• **Exercise**
Below are some records. Quote exactly the lines from the one that contains "Task: indicate one point per instance of the jersey" through the last, both included, and leave out the pictures.

----

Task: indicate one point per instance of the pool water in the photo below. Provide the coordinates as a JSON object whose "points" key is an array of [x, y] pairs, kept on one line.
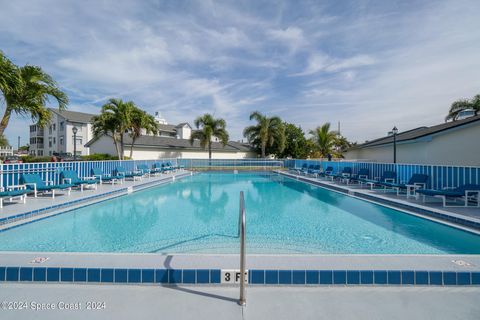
{"points": [[199, 214]]}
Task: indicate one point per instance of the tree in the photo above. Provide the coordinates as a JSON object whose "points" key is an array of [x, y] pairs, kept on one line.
{"points": [[341, 145], [139, 120], [114, 120], [266, 133], [210, 127], [461, 105], [26, 90], [296, 145], [324, 139], [4, 141]]}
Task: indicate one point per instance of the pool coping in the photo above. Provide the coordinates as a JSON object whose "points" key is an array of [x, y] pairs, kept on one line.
{"points": [[14, 221], [204, 269], [462, 222]]}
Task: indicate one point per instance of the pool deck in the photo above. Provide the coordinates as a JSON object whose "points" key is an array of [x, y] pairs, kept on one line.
{"points": [[254, 261], [467, 218], [16, 213], [157, 302]]}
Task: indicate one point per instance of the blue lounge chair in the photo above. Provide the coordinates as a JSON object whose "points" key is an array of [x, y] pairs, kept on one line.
{"points": [[71, 177], [120, 171], [344, 175], [144, 169], [157, 167], [362, 174], [100, 177], [417, 181], [327, 172], [13, 192], [166, 167], [303, 168], [315, 170], [387, 176], [34, 182], [470, 192]]}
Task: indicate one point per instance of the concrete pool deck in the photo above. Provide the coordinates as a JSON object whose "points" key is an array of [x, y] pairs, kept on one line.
{"points": [[136, 302], [254, 261], [17, 213], [467, 218]]}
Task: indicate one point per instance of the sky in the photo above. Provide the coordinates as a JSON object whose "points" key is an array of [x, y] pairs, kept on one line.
{"points": [[369, 65]]}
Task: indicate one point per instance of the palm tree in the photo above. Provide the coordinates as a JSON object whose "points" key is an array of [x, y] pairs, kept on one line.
{"points": [[324, 139], [114, 119], [461, 105], [210, 127], [139, 120], [26, 90], [266, 133]]}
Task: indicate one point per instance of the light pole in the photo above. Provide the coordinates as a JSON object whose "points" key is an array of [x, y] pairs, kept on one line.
{"points": [[75, 130], [394, 131]]}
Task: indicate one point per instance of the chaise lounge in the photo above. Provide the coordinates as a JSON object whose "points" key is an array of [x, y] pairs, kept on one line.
{"points": [[71, 177], [417, 181], [469, 192], [34, 182], [14, 192], [100, 177]]}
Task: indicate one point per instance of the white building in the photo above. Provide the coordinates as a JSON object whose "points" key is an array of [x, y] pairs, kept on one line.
{"points": [[450, 143], [58, 135], [173, 141]]}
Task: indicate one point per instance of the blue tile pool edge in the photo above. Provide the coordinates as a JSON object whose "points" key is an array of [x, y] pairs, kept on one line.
{"points": [[295, 277], [406, 208]]}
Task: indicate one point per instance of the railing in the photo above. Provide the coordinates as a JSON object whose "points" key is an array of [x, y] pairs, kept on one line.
{"points": [[242, 233], [440, 177], [50, 171], [231, 164]]}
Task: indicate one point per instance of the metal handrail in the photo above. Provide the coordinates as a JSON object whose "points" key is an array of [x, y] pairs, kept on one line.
{"points": [[241, 233]]}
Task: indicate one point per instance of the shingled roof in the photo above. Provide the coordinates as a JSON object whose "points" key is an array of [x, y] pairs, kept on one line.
{"points": [[74, 116], [418, 133], [184, 144]]}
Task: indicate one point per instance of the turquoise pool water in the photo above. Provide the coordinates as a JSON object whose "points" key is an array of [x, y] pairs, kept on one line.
{"points": [[199, 214]]}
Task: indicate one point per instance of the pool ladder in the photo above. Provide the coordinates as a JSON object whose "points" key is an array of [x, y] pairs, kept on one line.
{"points": [[241, 234]]}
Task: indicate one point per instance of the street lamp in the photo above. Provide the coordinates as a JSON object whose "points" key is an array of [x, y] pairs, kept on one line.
{"points": [[75, 130], [394, 131]]}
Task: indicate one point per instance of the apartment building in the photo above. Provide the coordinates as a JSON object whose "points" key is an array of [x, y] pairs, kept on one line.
{"points": [[58, 135]]}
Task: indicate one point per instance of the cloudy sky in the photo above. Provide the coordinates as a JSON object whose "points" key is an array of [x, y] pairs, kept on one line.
{"points": [[368, 64]]}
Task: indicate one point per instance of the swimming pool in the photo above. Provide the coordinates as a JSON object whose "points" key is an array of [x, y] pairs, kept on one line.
{"points": [[199, 214]]}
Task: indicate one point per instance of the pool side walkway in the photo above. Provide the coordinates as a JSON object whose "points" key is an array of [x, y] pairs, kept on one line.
{"points": [[183, 303], [467, 218], [16, 213]]}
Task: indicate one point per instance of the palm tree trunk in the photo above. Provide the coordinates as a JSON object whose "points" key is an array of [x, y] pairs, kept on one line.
{"points": [[121, 147], [131, 147], [115, 142], [5, 120]]}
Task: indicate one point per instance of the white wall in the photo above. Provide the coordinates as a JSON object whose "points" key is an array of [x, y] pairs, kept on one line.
{"points": [[105, 145], [460, 146]]}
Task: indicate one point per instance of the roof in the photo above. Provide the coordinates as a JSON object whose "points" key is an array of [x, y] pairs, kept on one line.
{"points": [[180, 125], [167, 128], [74, 116], [417, 133], [174, 143]]}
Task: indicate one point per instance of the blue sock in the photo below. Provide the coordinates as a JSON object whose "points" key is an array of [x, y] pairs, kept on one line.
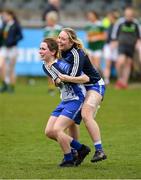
{"points": [[98, 145], [68, 157], [75, 144]]}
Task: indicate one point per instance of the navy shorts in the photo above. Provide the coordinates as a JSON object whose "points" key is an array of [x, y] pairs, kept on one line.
{"points": [[127, 50], [70, 109]]}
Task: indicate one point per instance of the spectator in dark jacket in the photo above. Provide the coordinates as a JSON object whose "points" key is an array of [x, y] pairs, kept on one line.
{"points": [[11, 35], [53, 5]]}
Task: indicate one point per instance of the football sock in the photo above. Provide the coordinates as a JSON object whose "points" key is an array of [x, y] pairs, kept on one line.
{"points": [[98, 145], [75, 144], [68, 157]]}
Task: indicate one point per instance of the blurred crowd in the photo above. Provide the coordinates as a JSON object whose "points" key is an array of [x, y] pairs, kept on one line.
{"points": [[112, 40]]}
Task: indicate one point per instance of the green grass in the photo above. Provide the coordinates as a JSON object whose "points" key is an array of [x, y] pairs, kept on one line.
{"points": [[26, 153]]}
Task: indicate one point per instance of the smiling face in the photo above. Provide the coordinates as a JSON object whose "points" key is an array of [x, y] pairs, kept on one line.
{"points": [[44, 51], [64, 41]]}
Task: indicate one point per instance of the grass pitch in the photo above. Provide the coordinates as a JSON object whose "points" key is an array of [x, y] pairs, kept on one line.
{"points": [[25, 152]]}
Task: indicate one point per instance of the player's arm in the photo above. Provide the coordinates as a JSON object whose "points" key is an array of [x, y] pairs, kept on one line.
{"points": [[79, 79]]}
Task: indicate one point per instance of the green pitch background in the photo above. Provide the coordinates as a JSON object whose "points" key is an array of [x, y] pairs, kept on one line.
{"points": [[26, 153]]}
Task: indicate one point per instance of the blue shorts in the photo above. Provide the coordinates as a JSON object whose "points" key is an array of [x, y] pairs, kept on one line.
{"points": [[98, 87], [70, 109]]}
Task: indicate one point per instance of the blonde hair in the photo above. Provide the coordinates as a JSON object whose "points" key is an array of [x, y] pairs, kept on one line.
{"points": [[73, 38]]}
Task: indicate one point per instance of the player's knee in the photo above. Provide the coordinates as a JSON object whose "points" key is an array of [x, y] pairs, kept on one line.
{"points": [[49, 133], [56, 131]]}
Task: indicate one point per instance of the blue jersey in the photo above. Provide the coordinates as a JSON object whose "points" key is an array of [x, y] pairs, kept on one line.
{"points": [[69, 91], [80, 62]]}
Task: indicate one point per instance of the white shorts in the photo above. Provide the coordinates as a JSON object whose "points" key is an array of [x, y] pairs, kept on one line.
{"points": [[9, 53], [110, 54]]}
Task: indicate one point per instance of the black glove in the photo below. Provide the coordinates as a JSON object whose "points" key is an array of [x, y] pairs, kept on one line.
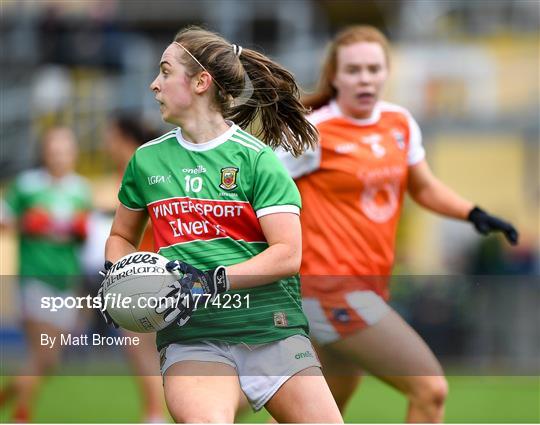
{"points": [[176, 301], [485, 223], [212, 282], [106, 316]]}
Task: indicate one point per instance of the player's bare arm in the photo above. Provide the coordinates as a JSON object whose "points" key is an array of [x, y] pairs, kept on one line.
{"points": [[428, 191], [281, 259], [125, 234]]}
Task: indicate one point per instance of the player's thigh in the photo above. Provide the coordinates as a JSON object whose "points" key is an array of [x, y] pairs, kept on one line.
{"points": [[342, 374], [45, 357], [388, 348], [198, 391], [304, 398]]}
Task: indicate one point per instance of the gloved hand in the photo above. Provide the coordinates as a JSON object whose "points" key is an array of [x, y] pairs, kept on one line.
{"points": [[176, 301], [212, 282], [486, 223], [103, 311]]}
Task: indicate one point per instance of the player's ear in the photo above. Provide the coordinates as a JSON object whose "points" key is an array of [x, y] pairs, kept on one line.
{"points": [[202, 82]]}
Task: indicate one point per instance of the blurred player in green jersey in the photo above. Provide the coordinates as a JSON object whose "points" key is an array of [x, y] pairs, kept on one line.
{"points": [[48, 207]]}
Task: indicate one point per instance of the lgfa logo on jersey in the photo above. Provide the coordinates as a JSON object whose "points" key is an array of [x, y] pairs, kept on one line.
{"points": [[228, 178]]}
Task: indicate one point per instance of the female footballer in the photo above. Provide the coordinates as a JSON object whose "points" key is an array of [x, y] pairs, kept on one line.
{"points": [[48, 207], [224, 208], [352, 186]]}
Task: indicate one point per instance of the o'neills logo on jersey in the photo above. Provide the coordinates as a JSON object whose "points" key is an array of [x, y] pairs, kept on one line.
{"points": [[199, 170], [228, 178]]}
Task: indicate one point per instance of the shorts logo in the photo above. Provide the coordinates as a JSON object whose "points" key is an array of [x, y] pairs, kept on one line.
{"points": [[162, 358], [280, 320], [228, 178], [341, 315]]}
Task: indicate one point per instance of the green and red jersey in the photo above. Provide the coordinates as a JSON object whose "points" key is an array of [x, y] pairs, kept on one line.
{"points": [[205, 201], [51, 217]]}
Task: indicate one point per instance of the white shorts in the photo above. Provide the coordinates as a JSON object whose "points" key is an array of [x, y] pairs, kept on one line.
{"points": [[262, 369], [32, 292]]}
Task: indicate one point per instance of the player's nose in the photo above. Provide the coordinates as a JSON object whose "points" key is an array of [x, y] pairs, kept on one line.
{"points": [[154, 86]]}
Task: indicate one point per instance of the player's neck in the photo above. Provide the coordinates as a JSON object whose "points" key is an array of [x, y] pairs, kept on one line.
{"points": [[204, 127]]}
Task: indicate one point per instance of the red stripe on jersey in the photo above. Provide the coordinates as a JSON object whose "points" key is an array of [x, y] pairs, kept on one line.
{"points": [[184, 219]]}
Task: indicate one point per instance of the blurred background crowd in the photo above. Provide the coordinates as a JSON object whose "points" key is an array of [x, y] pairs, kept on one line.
{"points": [[467, 70]]}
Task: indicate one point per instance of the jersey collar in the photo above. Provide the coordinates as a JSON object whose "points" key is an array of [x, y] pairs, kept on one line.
{"points": [[373, 119], [211, 144]]}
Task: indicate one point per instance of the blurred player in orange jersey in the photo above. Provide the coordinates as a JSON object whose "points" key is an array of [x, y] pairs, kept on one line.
{"points": [[352, 189], [123, 136], [48, 207]]}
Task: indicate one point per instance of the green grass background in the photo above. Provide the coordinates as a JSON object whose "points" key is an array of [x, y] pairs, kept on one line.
{"points": [[472, 399]]}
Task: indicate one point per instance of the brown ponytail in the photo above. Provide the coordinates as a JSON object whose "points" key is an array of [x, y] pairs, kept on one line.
{"points": [[274, 103], [325, 90]]}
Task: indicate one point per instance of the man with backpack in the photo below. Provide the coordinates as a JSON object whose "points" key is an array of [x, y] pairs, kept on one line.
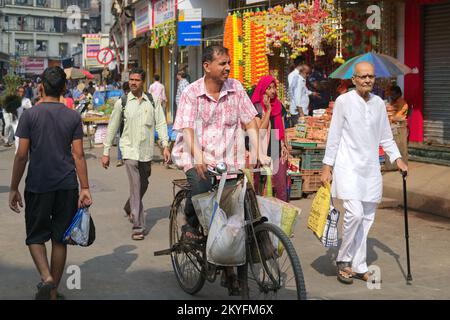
{"points": [[51, 142], [140, 115]]}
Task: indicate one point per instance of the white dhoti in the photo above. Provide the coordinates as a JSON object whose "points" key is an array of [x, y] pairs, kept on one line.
{"points": [[358, 219]]}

----

• **Task result**
Task: indicate one point per instance of the jersey collar in the photo above. Provide the coordinates as a JSON object whose "points" key is an array of [x, y] pairs, kept on one line.
{"points": [[373, 119], [211, 144]]}
Task: indicate one point per instance of the blurred player in orange jersey in the photo above. Provide the coordinates as a JSON object whose "points" key is an array of [x, y] pairs, kept on one line.
{"points": [[352, 189], [123, 136], [48, 207]]}
Task: indicate one point per instance of the green grass background in the photo above. Provide the coordinates as a JSON object whose "points" key is an array of [x, y] pairs, kept on one line.
{"points": [[472, 399]]}
Task: indicate one point per instance of the brown ponytail in the photo above. Provide the coordinates as a JSON object whose "points" key is an array of [x, y] pairs, kept on one line.
{"points": [[274, 103], [325, 90]]}
Task: indicate one point per instance of the man with backpack in the photo below. Provide the coordinates as a JSON object whose "points" key is an array of [x, y] pairs, kept on one line.
{"points": [[51, 142], [140, 115]]}
Task: indicate one point per instance of the white dhoti in the photo above. Provide the coordinates as a JSON object whose "points" key is an array of [x, y] pairs, kept on one line.
{"points": [[358, 219]]}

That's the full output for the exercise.